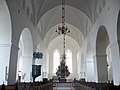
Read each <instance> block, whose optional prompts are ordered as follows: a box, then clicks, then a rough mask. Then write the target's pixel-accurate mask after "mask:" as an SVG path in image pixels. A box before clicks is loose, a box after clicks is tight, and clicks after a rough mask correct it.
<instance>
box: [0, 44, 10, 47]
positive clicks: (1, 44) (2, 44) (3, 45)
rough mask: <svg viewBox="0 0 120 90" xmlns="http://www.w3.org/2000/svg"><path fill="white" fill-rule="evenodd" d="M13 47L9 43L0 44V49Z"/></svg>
mask: <svg viewBox="0 0 120 90" xmlns="http://www.w3.org/2000/svg"><path fill="white" fill-rule="evenodd" d="M10 46H11V44H9V43H1V44H0V47H10Z"/></svg>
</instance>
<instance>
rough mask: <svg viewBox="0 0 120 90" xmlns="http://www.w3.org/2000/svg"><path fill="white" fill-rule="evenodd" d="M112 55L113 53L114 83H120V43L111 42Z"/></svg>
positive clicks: (112, 68) (110, 47)
mask: <svg viewBox="0 0 120 90" xmlns="http://www.w3.org/2000/svg"><path fill="white" fill-rule="evenodd" d="M110 48H111V55H112V70H113V81H114V85H119V84H120V70H119V69H120V55H119V54H120V51H119V50H120V48H119V43H118V42H115V43H114V44H111V46H110Z"/></svg>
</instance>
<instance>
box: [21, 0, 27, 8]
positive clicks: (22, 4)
mask: <svg viewBox="0 0 120 90" xmlns="http://www.w3.org/2000/svg"><path fill="white" fill-rule="evenodd" d="M22 7H23V9H24V10H25V8H26V2H25V0H23V3H22Z"/></svg>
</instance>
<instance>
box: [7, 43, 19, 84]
mask: <svg viewBox="0 0 120 90" xmlns="http://www.w3.org/2000/svg"><path fill="white" fill-rule="evenodd" d="M18 50H19V48H18V47H17V46H15V45H13V44H12V45H11V52H10V61H9V73H8V84H9V85H10V84H14V83H15V82H16V73H17V57H18Z"/></svg>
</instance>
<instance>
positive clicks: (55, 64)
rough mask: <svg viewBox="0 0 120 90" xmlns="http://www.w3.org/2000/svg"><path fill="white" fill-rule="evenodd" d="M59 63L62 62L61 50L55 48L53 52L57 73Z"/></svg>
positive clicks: (54, 72)
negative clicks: (60, 60) (61, 59)
mask: <svg viewBox="0 0 120 90" xmlns="http://www.w3.org/2000/svg"><path fill="white" fill-rule="evenodd" d="M59 64H60V51H59V50H58V49H55V50H54V52H53V73H56V71H57V68H58V66H59Z"/></svg>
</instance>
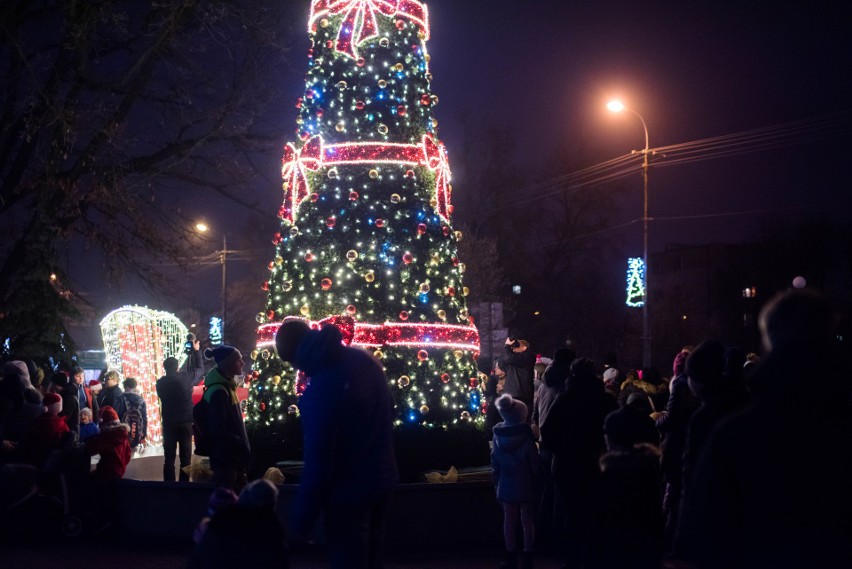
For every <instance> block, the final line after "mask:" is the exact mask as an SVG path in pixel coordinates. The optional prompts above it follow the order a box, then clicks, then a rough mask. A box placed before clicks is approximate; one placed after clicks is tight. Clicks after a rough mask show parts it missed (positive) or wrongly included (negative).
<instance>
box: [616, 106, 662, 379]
++++
▸ **Goal of the exercise**
Please show every line of the material that contains the string "block".

▸ **Solution to this problem**
Read each <instance> block, whose optional prompts are ordered as follows: a box, then clicks, then a rough mask. Then write the target's pixel-accurate mask after "mask:" as an SVG path in image pixels. A box before clicks is loose, a box after clicks is tight, and clicks after a rough mask correct it.
For every <instance> block, the final line after "mask:" is the exact mask as an SVG path in pixel coordinates. The optional prompts above it follow the order a box, then clicks, then a rough mask. A box placed before clicks is approximate; one placed after clicks is tight. Clicks after a rough mask show parts it missed (positive) or wrongly included (negative).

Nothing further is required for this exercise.